>> BEGIN Entries

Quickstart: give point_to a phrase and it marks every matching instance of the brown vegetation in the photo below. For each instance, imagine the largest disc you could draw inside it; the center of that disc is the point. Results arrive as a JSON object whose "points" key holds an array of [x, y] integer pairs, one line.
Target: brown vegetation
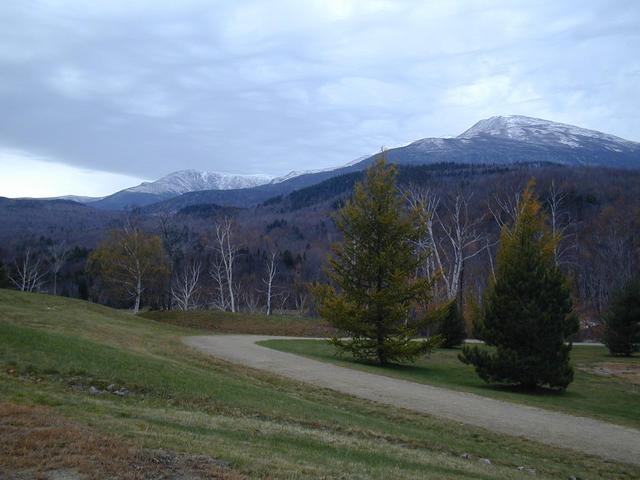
{"points": [[225, 322], [36, 443]]}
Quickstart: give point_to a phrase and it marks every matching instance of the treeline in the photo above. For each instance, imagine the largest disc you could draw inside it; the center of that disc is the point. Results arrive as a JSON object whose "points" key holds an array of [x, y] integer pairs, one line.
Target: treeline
{"points": [[275, 250]]}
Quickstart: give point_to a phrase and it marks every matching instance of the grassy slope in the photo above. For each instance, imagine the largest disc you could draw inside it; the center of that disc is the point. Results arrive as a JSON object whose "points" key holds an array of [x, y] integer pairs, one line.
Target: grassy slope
{"points": [[606, 398], [53, 349], [225, 322]]}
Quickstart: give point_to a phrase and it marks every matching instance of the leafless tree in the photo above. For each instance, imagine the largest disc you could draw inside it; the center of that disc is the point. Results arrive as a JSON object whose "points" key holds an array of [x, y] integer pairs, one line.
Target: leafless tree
{"points": [[228, 251], [505, 209], [28, 272], [58, 254], [561, 224], [271, 265], [251, 300], [460, 238], [301, 300], [184, 287], [218, 275]]}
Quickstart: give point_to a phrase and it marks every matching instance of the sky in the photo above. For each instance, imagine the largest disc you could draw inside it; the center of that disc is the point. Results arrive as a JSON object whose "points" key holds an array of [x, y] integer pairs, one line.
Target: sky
{"points": [[99, 95]]}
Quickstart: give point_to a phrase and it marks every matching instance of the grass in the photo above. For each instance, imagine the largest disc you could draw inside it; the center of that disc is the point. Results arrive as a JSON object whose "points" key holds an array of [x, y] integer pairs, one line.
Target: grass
{"points": [[605, 397], [186, 404], [255, 324]]}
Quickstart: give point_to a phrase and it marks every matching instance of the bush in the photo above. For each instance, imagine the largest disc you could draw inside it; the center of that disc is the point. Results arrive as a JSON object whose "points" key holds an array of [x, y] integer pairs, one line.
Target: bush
{"points": [[528, 312], [451, 328], [622, 322]]}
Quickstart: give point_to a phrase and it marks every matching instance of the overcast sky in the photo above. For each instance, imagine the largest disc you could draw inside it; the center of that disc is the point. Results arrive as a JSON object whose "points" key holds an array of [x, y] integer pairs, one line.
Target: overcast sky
{"points": [[97, 95]]}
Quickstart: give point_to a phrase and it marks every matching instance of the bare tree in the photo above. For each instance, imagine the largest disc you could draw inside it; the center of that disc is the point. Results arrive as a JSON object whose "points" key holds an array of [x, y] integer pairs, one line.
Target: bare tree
{"points": [[460, 239], [271, 270], [184, 288], [58, 254], [301, 299], [464, 240], [251, 300], [28, 272], [129, 260], [561, 224], [228, 251], [217, 274], [506, 209]]}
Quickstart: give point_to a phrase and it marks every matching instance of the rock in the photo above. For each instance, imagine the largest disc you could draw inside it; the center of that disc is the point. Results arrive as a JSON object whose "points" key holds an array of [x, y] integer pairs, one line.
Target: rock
{"points": [[123, 392]]}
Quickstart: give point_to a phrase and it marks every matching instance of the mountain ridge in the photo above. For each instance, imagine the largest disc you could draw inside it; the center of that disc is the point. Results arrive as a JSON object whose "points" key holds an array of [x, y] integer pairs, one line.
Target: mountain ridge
{"points": [[499, 140]]}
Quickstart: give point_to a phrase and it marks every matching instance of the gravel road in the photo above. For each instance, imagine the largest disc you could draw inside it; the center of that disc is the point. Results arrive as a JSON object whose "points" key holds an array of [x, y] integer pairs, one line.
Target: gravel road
{"points": [[579, 433]]}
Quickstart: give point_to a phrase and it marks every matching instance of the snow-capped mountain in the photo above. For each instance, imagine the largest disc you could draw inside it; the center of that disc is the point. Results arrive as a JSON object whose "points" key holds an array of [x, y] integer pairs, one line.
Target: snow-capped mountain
{"points": [[178, 183], [497, 140], [298, 173], [536, 130], [184, 181]]}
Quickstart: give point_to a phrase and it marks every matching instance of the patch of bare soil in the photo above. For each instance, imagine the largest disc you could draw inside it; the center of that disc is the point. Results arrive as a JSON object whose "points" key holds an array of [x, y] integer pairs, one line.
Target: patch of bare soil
{"points": [[36, 443], [625, 371]]}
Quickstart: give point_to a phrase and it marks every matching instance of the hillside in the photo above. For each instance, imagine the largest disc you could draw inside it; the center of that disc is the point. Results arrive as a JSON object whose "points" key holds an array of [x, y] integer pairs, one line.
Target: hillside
{"points": [[210, 418], [506, 140]]}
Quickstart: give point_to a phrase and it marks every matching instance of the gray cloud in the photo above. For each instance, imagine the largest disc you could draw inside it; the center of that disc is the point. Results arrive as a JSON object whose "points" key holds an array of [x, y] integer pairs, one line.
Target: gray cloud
{"points": [[148, 87]]}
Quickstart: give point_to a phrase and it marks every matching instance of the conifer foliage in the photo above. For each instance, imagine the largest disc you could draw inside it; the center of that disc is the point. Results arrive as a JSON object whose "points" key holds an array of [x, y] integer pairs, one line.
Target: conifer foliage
{"points": [[374, 289], [527, 316], [451, 327], [622, 323]]}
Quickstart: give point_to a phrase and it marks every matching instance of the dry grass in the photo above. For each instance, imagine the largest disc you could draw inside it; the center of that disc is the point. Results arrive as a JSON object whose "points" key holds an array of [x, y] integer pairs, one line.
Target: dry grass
{"points": [[225, 322], [37, 443]]}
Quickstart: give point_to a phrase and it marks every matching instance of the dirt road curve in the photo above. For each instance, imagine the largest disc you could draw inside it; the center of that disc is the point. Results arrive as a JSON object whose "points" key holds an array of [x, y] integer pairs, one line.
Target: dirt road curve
{"points": [[578, 433]]}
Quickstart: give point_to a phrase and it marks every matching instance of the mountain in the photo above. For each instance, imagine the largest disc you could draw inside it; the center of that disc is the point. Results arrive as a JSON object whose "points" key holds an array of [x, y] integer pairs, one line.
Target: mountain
{"points": [[178, 183], [73, 198], [502, 140]]}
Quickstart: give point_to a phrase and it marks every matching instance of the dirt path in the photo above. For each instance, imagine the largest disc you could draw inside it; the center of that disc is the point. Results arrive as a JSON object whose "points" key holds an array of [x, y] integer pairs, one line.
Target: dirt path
{"points": [[578, 433]]}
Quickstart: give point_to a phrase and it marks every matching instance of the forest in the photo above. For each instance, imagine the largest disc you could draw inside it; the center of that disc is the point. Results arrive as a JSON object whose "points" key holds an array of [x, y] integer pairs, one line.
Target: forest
{"points": [[266, 257]]}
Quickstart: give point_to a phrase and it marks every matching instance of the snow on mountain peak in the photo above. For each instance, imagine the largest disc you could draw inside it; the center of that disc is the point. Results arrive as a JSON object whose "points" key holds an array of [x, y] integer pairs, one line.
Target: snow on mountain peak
{"points": [[184, 181], [536, 130]]}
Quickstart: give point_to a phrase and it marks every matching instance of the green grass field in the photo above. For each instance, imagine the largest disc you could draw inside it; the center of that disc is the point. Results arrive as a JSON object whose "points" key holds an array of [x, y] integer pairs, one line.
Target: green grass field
{"points": [[225, 322], [53, 349], [611, 398]]}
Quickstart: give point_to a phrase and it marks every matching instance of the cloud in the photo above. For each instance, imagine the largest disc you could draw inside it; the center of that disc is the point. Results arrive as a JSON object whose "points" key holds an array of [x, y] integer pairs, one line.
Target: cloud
{"points": [[29, 175], [153, 86]]}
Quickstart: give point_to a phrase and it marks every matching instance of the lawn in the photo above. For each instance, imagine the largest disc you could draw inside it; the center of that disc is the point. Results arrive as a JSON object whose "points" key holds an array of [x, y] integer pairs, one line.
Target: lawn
{"points": [[256, 324], [603, 396], [243, 422]]}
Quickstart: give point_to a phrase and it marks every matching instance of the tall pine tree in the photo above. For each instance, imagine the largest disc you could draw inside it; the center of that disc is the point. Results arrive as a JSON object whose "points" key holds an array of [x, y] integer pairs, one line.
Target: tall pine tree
{"points": [[527, 316], [374, 289]]}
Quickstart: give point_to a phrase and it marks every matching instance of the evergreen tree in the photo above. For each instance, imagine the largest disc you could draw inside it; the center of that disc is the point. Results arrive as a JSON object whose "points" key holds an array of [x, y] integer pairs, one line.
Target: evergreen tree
{"points": [[622, 322], [528, 310], [374, 289], [4, 281], [451, 328]]}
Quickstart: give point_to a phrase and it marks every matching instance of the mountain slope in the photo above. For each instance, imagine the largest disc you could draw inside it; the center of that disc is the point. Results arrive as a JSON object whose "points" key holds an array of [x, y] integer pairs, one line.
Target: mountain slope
{"points": [[502, 140], [177, 183]]}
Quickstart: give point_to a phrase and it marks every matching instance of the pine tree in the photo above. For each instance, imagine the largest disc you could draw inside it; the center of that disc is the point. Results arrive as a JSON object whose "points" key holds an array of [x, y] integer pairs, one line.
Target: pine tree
{"points": [[374, 288], [451, 328], [528, 310], [622, 322]]}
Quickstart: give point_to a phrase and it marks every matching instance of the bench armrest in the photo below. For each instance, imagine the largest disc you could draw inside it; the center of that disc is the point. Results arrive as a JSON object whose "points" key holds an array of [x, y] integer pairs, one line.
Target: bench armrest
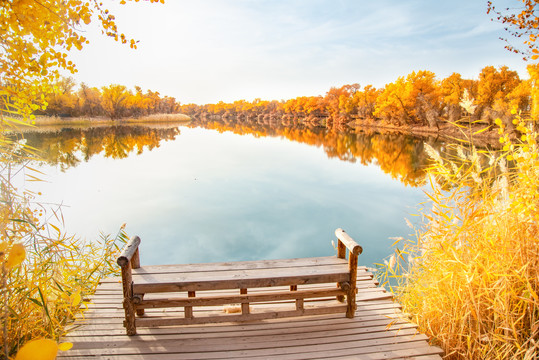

>> END Entries

**Exercise details**
Please count the lines above that contain the word "gray", and give only that number.

**Exercise result**
2